-- GEGEVEN OPDRACHT --
Welke functie heeft Ingrid Klumper bij De Toverbal volgens het artikel over deze school hieronder?

-- DOCUMENTFRAGMENT --
● ● ● ● ● ● ●

"Lesgeven aan onze leerlingen is echt uniek"
Iets buiten Sint Annaparochie, naast de opvanglocatie van het COA, staat een bijzondere school van Elan Onderwijsgroep. OBS De Toverbal is een NT2-school, voor kinderen die het Nederlands niet machtig zijn. In deel 1 van een reeks artikelen lazen we over het type onderwijs dat geboden wordt. In dit tweede deel richten we ons op de dingen die onderwijs voor deze groep leerlingen tot een andere tak van sport maakt. "We weten soms letterlijk niets van de kinderen als ze voor het eerst bij ons komen, er is vaak geen dossier."
Johanna Hooiveld
Margriet van der Pal
Ingrid Klumper
Aan het woord zijn directeur Johanna Hooiveld, locatiecoördinator Margriet van der Pal en intern begeleider Ingrid Klumper van De Toverbal. Zij vertellen over de omstandigheden waarin leerlingen starten op school. Johanna vertelt: "Omdat er vaak geen achtergrondinformatie beschikbaar is van kinderen weten we niet of ze naar school zijn geweest. Er is ook niets bekend van eventuele extra behoeften die kinderen hebben. Omdat ook de communicatie met ouders niet altijd soepel verloopt door de taal, is het een zoektocht om het kind te geven wat het nodig heeft."
Omgekeerde benadering
De leerkrachten van obs De Toverbal zijn gespecialiseerd in het aanleren van de Nederlandse taal als tweede taal. In hoeverre is de achtergrond van leerlingen hierop van invloed? Margriet: "Bij onze leerlingen moet je er niet vanuit gaan dat ze dezelfde dingen weten als Nederlandse kinderen van dezelfde leeftijd. Soms komen kinderen uit een totaal andere wereld. Sommigen hebben bijvoorbeeld nog nooit een potlood gezien, laat staan dat ze er eentje gebruikt hebben. En als een leerling uit een klein dorpje in Eritrea komt, is er een grote kans dat je moet laten zien hoe voor ons normale dingen als een lichtknopje of een toilet werkt. Dan komt het aan op het begrijpen van de achtergrond van de leerling."

● ● ● ● ● ● ●

-- GETOONDE GEGEVENS --
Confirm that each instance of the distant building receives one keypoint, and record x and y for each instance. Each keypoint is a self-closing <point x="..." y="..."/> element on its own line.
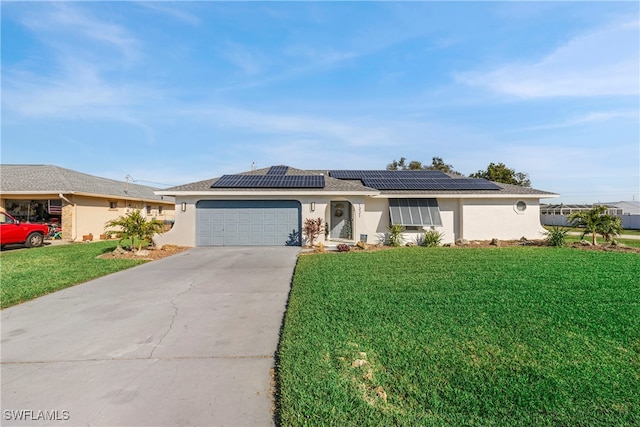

● ● ● ● ● ● ●

-- ANTWOORD OPDRACHT --
Ingrid Klumper is intern begeleider van De Toverbal.